◆ **WHAT YOU ARE ASKED TO DO**: Count how many lines in the records below contain the word "yellow". Reply with the number only.

Dataset items:
____________
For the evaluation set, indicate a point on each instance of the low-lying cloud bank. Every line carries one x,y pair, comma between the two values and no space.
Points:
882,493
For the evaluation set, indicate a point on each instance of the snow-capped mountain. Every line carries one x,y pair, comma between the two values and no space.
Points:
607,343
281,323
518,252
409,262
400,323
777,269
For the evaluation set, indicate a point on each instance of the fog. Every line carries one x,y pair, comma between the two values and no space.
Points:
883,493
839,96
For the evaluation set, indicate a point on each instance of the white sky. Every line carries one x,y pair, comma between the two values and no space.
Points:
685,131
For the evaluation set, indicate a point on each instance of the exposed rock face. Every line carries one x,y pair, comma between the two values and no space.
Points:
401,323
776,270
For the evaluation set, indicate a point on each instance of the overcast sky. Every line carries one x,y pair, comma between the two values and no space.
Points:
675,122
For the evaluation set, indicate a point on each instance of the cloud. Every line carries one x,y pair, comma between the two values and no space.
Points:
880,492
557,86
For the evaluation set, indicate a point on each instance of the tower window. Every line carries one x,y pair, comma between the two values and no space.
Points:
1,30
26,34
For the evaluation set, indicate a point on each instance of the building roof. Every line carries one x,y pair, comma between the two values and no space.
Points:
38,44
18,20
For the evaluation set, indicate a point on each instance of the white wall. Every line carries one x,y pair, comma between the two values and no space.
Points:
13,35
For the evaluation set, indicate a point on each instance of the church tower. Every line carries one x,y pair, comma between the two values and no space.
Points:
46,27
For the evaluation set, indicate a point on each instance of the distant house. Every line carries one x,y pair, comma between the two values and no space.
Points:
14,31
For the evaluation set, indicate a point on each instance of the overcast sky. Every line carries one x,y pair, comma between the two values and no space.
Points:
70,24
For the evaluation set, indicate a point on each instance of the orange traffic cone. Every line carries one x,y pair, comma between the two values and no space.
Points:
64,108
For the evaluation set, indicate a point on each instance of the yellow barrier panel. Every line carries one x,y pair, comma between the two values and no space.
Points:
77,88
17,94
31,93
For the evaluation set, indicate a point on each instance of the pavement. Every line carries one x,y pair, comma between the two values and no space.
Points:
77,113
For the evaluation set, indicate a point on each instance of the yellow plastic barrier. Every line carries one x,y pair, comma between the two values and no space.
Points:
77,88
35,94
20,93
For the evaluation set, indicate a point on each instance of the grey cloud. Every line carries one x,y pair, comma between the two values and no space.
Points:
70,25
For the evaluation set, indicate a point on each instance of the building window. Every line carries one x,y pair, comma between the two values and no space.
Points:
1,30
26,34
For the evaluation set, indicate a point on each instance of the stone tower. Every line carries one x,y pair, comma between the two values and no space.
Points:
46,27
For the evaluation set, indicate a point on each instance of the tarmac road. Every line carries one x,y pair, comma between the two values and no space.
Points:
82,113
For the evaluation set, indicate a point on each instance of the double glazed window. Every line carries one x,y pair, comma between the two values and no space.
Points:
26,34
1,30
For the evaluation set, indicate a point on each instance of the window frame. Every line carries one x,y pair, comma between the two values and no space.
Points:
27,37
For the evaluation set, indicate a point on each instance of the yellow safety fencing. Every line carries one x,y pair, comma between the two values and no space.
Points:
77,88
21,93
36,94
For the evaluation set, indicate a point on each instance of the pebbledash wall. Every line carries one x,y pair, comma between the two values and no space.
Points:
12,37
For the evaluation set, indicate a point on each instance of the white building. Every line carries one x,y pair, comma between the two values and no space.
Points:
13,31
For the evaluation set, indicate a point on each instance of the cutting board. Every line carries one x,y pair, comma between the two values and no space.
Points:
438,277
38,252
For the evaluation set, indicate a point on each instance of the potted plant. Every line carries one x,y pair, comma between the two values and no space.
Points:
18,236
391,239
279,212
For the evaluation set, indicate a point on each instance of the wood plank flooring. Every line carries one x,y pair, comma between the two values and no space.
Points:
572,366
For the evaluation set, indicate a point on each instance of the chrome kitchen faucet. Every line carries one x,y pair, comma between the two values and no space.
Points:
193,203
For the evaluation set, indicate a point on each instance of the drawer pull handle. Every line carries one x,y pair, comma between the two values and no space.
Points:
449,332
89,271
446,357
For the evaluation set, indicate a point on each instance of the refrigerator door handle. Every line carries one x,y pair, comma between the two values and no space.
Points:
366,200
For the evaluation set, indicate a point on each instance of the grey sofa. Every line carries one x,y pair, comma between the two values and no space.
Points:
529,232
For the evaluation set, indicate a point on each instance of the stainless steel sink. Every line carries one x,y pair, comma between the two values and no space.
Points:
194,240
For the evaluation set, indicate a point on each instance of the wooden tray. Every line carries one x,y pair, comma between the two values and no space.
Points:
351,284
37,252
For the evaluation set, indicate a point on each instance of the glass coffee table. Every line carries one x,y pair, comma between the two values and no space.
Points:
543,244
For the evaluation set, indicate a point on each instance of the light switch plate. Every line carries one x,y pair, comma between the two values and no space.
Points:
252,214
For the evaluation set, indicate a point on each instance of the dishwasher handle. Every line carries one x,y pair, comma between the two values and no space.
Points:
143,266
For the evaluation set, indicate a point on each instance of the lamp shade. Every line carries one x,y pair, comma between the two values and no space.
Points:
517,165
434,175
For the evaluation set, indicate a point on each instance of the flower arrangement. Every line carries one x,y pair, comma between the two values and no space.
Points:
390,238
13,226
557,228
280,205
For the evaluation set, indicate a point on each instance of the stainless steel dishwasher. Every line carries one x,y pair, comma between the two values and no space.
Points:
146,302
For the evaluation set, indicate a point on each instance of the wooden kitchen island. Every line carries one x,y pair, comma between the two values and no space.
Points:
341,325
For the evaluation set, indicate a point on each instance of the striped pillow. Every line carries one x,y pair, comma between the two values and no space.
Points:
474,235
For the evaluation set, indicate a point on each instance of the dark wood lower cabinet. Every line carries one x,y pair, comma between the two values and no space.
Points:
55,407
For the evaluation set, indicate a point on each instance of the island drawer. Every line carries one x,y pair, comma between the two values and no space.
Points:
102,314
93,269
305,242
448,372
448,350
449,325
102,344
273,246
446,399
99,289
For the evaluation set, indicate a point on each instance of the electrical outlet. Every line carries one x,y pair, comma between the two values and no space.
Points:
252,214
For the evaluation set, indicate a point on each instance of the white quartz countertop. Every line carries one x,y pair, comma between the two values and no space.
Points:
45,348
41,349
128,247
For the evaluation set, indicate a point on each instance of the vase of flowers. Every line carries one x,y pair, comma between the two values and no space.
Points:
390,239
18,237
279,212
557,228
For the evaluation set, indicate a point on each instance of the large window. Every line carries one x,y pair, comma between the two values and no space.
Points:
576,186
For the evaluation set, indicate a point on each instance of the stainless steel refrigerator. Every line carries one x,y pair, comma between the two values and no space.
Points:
____________
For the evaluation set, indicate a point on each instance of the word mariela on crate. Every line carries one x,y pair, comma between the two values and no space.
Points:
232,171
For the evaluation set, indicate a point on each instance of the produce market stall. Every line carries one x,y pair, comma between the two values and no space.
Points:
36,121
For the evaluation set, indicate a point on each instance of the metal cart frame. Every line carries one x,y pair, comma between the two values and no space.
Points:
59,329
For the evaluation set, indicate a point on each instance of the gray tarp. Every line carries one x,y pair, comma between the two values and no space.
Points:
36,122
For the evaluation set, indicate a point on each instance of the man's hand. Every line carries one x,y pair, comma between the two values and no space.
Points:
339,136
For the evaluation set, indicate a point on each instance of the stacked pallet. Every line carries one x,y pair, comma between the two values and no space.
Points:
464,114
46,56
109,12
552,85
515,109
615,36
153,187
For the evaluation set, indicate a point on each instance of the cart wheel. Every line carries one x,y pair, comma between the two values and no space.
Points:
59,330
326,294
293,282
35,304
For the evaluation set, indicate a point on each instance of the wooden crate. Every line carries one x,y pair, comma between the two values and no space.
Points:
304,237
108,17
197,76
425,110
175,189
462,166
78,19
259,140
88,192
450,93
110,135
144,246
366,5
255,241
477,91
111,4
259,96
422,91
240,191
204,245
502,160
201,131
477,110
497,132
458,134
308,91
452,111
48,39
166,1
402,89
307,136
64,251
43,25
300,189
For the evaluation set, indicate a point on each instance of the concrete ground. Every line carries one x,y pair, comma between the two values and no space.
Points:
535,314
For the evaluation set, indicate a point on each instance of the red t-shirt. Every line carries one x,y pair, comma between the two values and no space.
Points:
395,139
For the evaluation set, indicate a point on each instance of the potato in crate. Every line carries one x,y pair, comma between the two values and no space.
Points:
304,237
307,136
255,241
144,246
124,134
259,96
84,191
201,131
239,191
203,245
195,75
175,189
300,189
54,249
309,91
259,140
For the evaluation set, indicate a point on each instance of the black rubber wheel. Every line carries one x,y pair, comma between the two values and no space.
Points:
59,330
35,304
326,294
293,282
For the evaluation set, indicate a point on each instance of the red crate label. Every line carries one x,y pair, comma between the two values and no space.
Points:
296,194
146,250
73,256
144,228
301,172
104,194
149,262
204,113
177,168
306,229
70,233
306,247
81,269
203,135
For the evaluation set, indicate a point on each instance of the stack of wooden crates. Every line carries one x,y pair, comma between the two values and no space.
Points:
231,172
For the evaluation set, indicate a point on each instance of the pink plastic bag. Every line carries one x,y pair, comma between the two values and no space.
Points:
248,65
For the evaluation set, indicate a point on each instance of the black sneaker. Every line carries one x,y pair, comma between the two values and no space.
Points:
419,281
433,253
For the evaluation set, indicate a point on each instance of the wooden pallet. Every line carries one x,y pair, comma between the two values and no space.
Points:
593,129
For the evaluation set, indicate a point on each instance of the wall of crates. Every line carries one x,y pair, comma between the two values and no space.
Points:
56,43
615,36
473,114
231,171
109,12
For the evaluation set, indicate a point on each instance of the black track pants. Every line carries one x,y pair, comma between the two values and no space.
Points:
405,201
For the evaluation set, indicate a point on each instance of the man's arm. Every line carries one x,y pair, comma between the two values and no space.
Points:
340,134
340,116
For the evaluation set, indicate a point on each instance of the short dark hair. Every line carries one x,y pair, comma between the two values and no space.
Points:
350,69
____________
◆ **TASK ANSWER**: 3